Work to do: Give back the full listing, character for character, with no pictures.

Input for this task:
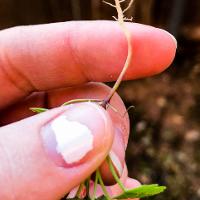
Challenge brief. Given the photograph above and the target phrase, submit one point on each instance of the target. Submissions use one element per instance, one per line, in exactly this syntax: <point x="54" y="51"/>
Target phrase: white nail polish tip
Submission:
<point x="116" y="162"/>
<point x="173" y="38"/>
<point x="74" y="140"/>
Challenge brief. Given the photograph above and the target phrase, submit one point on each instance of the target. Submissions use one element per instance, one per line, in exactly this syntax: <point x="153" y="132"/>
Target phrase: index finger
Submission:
<point x="44" y="57"/>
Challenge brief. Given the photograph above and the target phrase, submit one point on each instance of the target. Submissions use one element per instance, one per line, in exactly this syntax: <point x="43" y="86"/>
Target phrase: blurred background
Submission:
<point x="164" y="146"/>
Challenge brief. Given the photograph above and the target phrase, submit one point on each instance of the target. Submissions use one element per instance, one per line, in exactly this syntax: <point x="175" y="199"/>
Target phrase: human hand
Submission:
<point x="56" y="62"/>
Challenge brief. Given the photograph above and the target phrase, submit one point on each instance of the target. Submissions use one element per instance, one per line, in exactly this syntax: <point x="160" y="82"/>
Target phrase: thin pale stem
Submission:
<point x="129" y="5"/>
<point x="87" y="184"/>
<point x="95" y="187"/>
<point x="129" y="56"/>
<point x="115" y="174"/>
<point x="103" y="186"/>
<point x="79" y="190"/>
<point x="81" y="100"/>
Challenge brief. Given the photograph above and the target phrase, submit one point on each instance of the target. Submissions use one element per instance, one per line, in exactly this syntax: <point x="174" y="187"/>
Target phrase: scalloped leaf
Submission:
<point x="142" y="191"/>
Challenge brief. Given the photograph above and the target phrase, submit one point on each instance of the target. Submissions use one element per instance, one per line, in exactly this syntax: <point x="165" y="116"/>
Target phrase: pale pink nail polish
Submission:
<point x="67" y="142"/>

Worked solution:
Challenge brief. Given the photograph above and the target phrase, submit one point on each instance of the target. Submissions use one element per instance, one per line, in exactly this syntax: <point x="54" y="51"/>
Target phrase: white nail polish tip
Submission:
<point x="116" y="162"/>
<point x="173" y="38"/>
<point x="74" y="140"/>
Challenge brief. Given the photograph above and the target phrase, submit one point on each instance of the target. Submissions use one element per instance, one per line, in exactly this syntax: <point x="153" y="132"/>
Target phrase: index finger
Submission:
<point x="44" y="57"/>
Challenge brief. Given the photograph above and the target phrase, submit one point on each instance of the target. Submissions use one element per instance, one per line, in exactly this syntax: <point x="43" y="86"/>
Target phrase: blurred background
Submission:
<point x="164" y="146"/>
Challenge brief. Given the photograph above and the target phrase, submit one point on each instance of the target. Submissions use one element per instance, one per line, in exactly this syntax: <point x="175" y="199"/>
Target phrase: human hand
Submission:
<point x="56" y="62"/>
Challenge brief. Given the photograph above and the target phrase, submit one point on each instance of the target. Submissions use one element per instance, one per line, in exactly this syntax: <point x="160" y="82"/>
Target phrase: thin pale stem
Submission:
<point x="129" y="5"/>
<point x="87" y="184"/>
<point x="95" y="187"/>
<point x="129" y="56"/>
<point x="115" y="174"/>
<point x="103" y="186"/>
<point x="79" y="190"/>
<point x="81" y="100"/>
Challenge brief. Given the photograph above and the target phrase, submit one point on each instance of the target. Submissions use one element per instance, one per line, in exactly this syntax: <point x="174" y="187"/>
Target phrase: scalloped leaf
Submission:
<point x="142" y="191"/>
Challenge brief. Given the photograph above and the target phrase, submit one point on each instance of the target. Submissions use one element per instance, one per line, in exactly this syntax: <point x="165" y="116"/>
Target phrase: pale pink nail polish
Submission:
<point x="67" y="142"/>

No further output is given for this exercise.